===== Texte de la page =====
La photo-titre de l'exposition de trois doigts juxtaposés traduit un accord, une connivence entre artistes et designer. En écho au livre d'image de Munari "speak italian" dans lequel il répertorie l'ensemble des signes parlés de la langue italienne, l'exposition sera le résultat de cette équation (2+1) exposée dans le campement de la Galerie Mercier, en haut de la colline du Père Lachaise, entre les murs défrèchis d'une vieille fabrique de gants. Les artistes B&P et le designer OP, installent ici un stock d'hypothèses sous forme de maquettes et de propositions d'objets pour s'émanciper.
Les constructions précaires et les objets hypothèses de l'exposition font appels à la notion d'"expérience qui ne se pratique plus" développée par Walter Benjamin.
Croyez-vous que les expériences des radicaux des années 60-70 ont été vécues ? La Galerie Mercier & Associé en archive depuis longtemps le contenu classifié d'utopies. Et que dire des expériences d'aujourd'hui, émancipatrices du système des objets ? Sont-elle vraiment hors programme ? Car comment percevoir un monde d'autonomie dans l'espace contraint de l'objet, de la galerie, de la ville ? Car comment résister à la non expérience que propose le matérialisme exacerbé ? Tout comme le design de tous les moments de la vie ? La proposition de cette exposition, est de produire un projet critique en intégrant dans le design même des objets et à l'intérieur même du dispositif de présentation, la possibilité d'une expérience à trouver pour éventuellement la réaliser. Cette notion de trouver l'expérience est toute puissante et supplante le programme d'aménagement de chaque instant de la vie, quand elle n'en fait pas la critique en poussant jusqu'à l'absurde les dommages psychologiques (titre néons B&P, 2011 - lustre Miami, OP 2013). Ces objets hypothèses sont articulés les uns aux autres, en partant de l'installation entreprenant la gestion du stock des utopies (utopia blanca, Berdaguer & Péjus 2010) aux objets design d'une communauté émancipée en formation (armoire pleine, Olivier Peyricot 2013). Les usages restent dissidents. Les artistes, le designer, le galeriste, les collectionneurs et les usagers potentiels ne souhaitent rien révéler des desseins qui les animent.
===== Extrait source =====
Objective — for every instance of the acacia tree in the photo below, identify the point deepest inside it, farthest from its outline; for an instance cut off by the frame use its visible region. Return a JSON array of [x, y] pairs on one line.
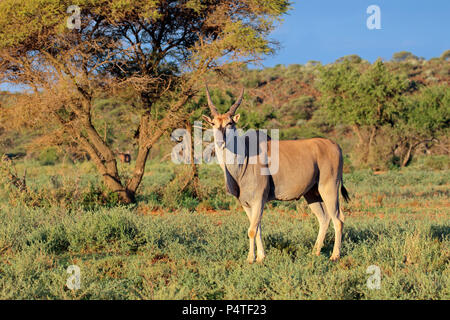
[[366, 98], [157, 50]]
=====
▶ **Consignes écrites**
1: Extrayez du texte sur l'exposition le passage qui va de « La photo-titre de » jusqu'à « d'objets pour s'émanciper. ».
2: Traduisez en anglais cette phrase du texte sur l'exposition : « Les artistes, le designer, le galeriste, les collectionneurs et les usagers potentiels ne souhaitent rien révéler des desseins qui les animent. »

▶ **Réponses**
1:
La photo-titre de l'exposition de trois doigts juxtaposés traduit un accord, une connivence entre artistes et designer. En écho au livre d'image de Munari "speak italian" dans lequel il répertorie l'ensemble des signes parlés de la langue italienne, l'exposition sera le résultat de cette équation (2+1) exposée dans le campement de la Galerie Mercier, en haut de la colline du Père Lachaise, entre les murs défrèchis d'une vieille fabrique de gants. Les artistes B&P et le designer OP, installent ici un stock d'hypothèses sous forme de maquettes et de propositions d'objets pour s'émanciper.

2: The artists, the designer, the gallery owner, the collectors, and the potential users do not wish to reveal anything about the intentions that drive them.